» **TASK MATERIAL**:
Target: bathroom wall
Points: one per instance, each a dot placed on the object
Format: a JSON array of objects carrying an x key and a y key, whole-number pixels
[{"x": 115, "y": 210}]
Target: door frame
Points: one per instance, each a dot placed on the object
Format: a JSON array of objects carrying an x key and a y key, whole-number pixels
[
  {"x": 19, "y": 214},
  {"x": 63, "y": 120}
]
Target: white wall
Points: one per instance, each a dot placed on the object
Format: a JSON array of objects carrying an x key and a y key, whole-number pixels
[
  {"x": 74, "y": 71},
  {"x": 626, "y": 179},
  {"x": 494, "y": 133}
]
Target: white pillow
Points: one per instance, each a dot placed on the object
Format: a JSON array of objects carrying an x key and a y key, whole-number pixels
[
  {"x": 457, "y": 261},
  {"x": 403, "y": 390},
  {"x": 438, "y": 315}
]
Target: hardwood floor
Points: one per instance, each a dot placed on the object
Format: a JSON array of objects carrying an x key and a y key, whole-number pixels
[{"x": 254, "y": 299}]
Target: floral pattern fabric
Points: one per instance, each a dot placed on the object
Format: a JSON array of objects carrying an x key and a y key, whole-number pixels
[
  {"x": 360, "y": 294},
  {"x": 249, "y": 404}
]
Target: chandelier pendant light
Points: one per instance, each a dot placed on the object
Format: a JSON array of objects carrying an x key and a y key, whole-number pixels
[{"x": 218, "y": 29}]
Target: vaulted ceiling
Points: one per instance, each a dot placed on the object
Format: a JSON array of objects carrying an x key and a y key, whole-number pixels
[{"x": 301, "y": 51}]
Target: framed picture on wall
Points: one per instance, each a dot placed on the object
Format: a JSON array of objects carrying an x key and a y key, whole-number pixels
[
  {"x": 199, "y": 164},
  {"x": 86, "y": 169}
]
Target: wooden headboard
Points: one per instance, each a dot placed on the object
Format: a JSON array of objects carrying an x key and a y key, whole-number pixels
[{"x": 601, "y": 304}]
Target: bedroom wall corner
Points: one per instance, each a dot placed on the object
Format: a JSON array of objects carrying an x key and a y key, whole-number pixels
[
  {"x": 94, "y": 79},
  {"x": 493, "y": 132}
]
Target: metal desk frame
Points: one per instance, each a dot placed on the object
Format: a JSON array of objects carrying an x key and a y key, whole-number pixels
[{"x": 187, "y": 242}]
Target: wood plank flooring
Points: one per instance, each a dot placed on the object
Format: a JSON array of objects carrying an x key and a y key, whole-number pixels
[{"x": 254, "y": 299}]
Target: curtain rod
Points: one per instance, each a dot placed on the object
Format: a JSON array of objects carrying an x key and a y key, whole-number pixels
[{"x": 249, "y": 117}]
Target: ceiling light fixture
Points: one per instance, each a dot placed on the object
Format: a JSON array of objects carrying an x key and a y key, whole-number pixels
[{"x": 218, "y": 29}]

» **TASK BRIEF**:
Copy all of the material above without any changes.

» **SOLUTION TO THE EXERCISE**:
Target: bathroom wall
Points: one per instance, each a dot placed on the object
Format: a JSON array of objects carrying an x key and a y key, whole-number pixels
[{"x": 115, "y": 210}]
Target: door frame
Points: one per instance, each a dot placed on the object
Format: a JSON array of objects carrying an x key and a y key, whole-number pixels
[
  {"x": 19, "y": 214},
  {"x": 63, "y": 120}
]
Target: white wall
Points: one per instance, each a dot placed on the object
Format: a JSON array of objects carrying an x key and a y key, whole-number pixels
[
  {"x": 74, "y": 71},
  {"x": 626, "y": 179},
  {"x": 494, "y": 133}
]
Target: white pillow
Points: one per instance, each a dot placed on the object
Format: a JSON array of objects carrying an x key and a y key, whole-number pixels
[
  {"x": 457, "y": 261},
  {"x": 403, "y": 390},
  {"x": 438, "y": 315}
]
Target: hardwood floor
Points: one per instance, each a dot placed on the object
Format: a JSON array of objects carrying an x key and a y key, whole-number pixels
[{"x": 254, "y": 299}]
Target: floral pattern fabric
Points: one per instance, each a dot placed on the object
Format: a JSON array of objects carrying an x key and a y key, whole-number pixels
[
  {"x": 360, "y": 294},
  {"x": 249, "y": 404}
]
Target: chandelier pendant light
Points: one per instance, each a dot placed on the object
Format: a JSON array of objects carrying an x key and a y key, whole-number pixels
[{"x": 218, "y": 29}]
Target: vaulted ceiling
Points: one per instance, each a dot placed on the object
Format: a JSON array of objects carrying an x key and a y key, whole-number pixels
[{"x": 301, "y": 51}]
Target: framed picture on wall
Points: one per instance, each a dot placed on the object
Format: a JSON array of objects carrying an x key and a y key, whole-number pixels
[
  {"x": 199, "y": 164},
  {"x": 86, "y": 169}
]
Target: wooden headboard
Points: one per instance, each a dot placed on the object
Format: a JSON array of objects carrying an x key and a y key, whole-number pixels
[{"x": 601, "y": 304}]
Target: bedroom wall corner
Points: one per instance, each a dot placed on the object
Format: a JSON array of objects carrying an x key and a y key, whole-number pixels
[
  {"x": 94, "y": 79},
  {"x": 493, "y": 132}
]
Target: metal desk frame
Points: one per instance, each a dot placed on the object
Format: a JSON array of objects carrying an x key and a y key, whole-number pixels
[{"x": 187, "y": 242}]
Target: wood plank flooring
Points: one per instance, each a dot placed on the object
Format: a JSON array of objects carrying an x key and a y key, whole-number pixels
[{"x": 254, "y": 299}]
Target: curtain rod
Points: one per instance, each a dot placed on the object
Format: a JSON array of objects carrying an x key and a y key, whole-number pixels
[{"x": 249, "y": 117}]
Target: ceiling light fixture
Points: one per instance, each a dot placed on the object
Format: a JSON array of objects carrying an x key and a y key, whole-number pixels
[{"x": 218, "y": 29}]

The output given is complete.